Please reproduce every one of the following entries word for word, leaving each line unchanged.

● MATERIAL PROVIDED
........

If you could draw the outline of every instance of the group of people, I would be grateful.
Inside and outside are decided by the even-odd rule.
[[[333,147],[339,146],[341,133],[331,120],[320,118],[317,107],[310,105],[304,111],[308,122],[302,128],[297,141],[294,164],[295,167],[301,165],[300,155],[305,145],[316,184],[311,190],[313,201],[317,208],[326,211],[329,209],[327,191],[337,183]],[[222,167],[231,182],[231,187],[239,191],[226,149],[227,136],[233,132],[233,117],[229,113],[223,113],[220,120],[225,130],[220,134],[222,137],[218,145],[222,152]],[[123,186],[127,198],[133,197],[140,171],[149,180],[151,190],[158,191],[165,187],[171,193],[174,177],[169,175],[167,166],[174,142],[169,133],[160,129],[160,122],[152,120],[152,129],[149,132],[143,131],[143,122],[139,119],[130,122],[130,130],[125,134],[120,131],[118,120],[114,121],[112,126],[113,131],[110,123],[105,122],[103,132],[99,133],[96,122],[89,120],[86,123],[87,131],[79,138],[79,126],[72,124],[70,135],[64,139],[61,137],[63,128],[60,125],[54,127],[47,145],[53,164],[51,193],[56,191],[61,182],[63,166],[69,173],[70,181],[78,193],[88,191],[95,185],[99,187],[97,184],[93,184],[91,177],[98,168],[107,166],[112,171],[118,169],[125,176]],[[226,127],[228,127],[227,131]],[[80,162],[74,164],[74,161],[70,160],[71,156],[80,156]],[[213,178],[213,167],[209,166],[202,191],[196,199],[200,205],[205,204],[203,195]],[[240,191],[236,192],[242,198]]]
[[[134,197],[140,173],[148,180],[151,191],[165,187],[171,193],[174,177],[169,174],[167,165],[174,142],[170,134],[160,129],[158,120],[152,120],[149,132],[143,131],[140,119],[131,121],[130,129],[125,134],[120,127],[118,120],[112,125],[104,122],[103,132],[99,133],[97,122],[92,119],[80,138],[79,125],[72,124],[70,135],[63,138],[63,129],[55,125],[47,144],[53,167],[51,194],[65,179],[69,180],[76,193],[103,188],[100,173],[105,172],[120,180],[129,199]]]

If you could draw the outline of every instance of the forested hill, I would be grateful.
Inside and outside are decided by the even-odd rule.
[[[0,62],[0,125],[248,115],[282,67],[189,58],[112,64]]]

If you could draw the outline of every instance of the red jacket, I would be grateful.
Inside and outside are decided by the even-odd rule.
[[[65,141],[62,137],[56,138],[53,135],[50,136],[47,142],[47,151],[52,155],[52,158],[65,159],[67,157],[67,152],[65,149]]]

........

● EXERCISE RESULT
If you could draw the outline of every instance of the group of people, I would be grateful.
Inside and outside are decided by the even-odd rule.
[[[333,147],[339,146],[341,133],[331,120],[320,118],[317,107],[310,105],[304,111],[308,122],[302,128],[297,141],[294,164],[295,167],[301,165],[300,155],[305,145],[316,184],[311,190],[313,201],[317,208],[326,211],[329,209],[327,191],[337,183]],[[222,167],[231,182],[231,187],[239,191],[226,149],[227,136],[233,132],[233,117],[229,113],[223,113],[220,120],[225,130],[220,134],[222,137],[218,145],[222,152]],[[123,186],[127,198],[133,197],[140,171],[149,180],[151,190],[158,191],[165,187],[171,193],[174,177],[169,175],[167,166],[174,142],[169,133],[160,129],[160,122],[152,120],[152,129],[149,132],[143,131],[143,122],[139,119],[130,122],[130,130],[125,134],[120,131],[118,120],[114,121],[112,126],[113,131],[110,123],[105,122],[103,132],[99,133],[96,122],[89,120],[86,123],[87,131],[79,138],[79,126],[72,124],[70,135],[64,139],[61,137],[63,128],[60,125],[54,127],[47,145],[53,164],[51,193],[56,191],[61,182],[63,166],[69,173],[70,181],[78,193],[88,191],[95,185],[99,187],[97,184],[93,184],[91,177],[98,168],[107,166],[112,171],[118,169],[125,176]],[[226,127],[228,127],[227,131]],[[80,162],[74,164],[74,161],[70,160],[71,156],[80,156]],[[213,178],[213,167],[209,166],[202,191],[196,199],[200,205],[205,204],[203,195]],[[240,191],[236,192],[242,198]]]
[[[134,197],[140,173],[148,180],[151,191],[165,187],[171,193],[174,177],[169,174],[167,165],[174,142],[170,134],[160,129],[158,120],[152,120],[149,132],[143,131],[140,119],[131,121],[130,129],[125,134],[120,127],[118,120],[112,125],[104,122],[103,132],[99,133],[97,122],[92,119],[80,138],[79,125],[72,124],[70,135],[63,138],[63,129],[55,125],[47,144],[53,167],[51,194],[65,179],[69,180],[76,193],[103,188],[100,173],[105,172],[120,180],[129,199]]]

If you could draw the outline of every instance of the forested hill, I would be grateful.
Inside and outside are decided by the even-odd rule.
[[[0,62],[0,125],[248,115],[282,67],[189,58],[112,64]]]

If you could draw the outline of every instance of the red jacket, I would be grateful.
Inside and outside are decided by the even-odd rule.
[[[65,141],[62,137],[56,138],[53,135],[50,136],[47,142],[47,151],[52,155],[52,158],[65,159],[67,157],[67,152],[65,149]]]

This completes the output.